Are grocers downplaying curbside pickup at their own expense?
A university study finds grocers overly relying on in-store pickup “for the sake of quick, low-cost roll-out” during the pandemic. As a result, many are not maximizing the sales opportunity from providing enhanced curbside and freestanding locker options.
The research from the University of North Carolina-Chapel Hill and Tilburg University found fulfillment convenience offers three different benefits for shoppers:
- Access convenience: the reduction of time to travel to and from a click-and-collect location and the time spent there;
- Collection convenience: the reduction of physical effort to collect the order;
- Adjustment convenience: the ease with which shoppers can adjust their online orders by adding, returning or replacing items.
The three click-and-collect options — in-store, curbside and standalone pickup solutions, such as lockers — “address fundamentally different shopper needs in terms of fulfillment convenience.”
For access-convenience-oriented benefits, both in-store and standalone are best suited for time saving. Researchers wrote in a release, “The time-efficient pickup of stand-alones stimulates these shoppers to spend more at the retailer online. In-store pickup, in turn, leads to positive spillovers to the retailer’s brick-and-mortar stores and, hence, an increase in total spending.”
Collection-convenience-oriented benefits appeal to large-basket shoppers buying more bulky items. Standalone pickup was found to work best for this purchasing segment as a time and effort saver, resulting in the higher total spend at the grocer.

### Supplied data

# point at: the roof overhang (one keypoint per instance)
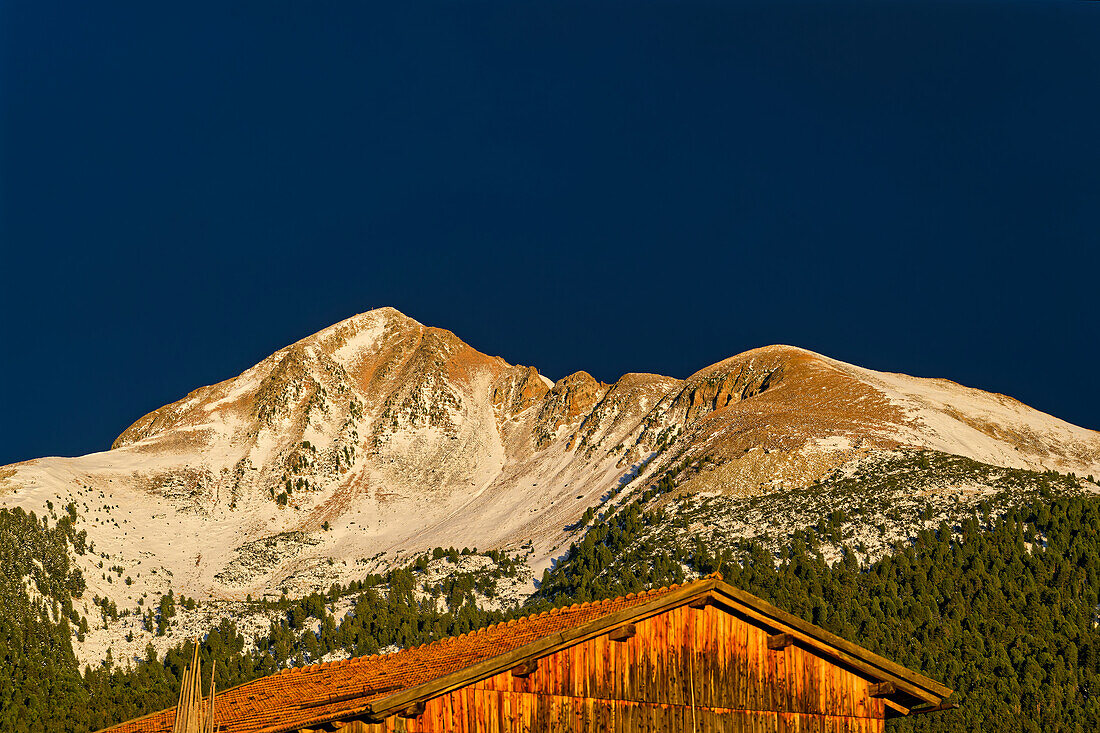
(909, 688)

### Task brief
Using the grocery pickup article, explain in one to three sentences why in-store pickup increases a shopper's total spending at the retailer.

### Solution
In-store pickup creates positive spillovers to the retailer's brick-and-mortar stores. Because of those spillovers, total spending goes up.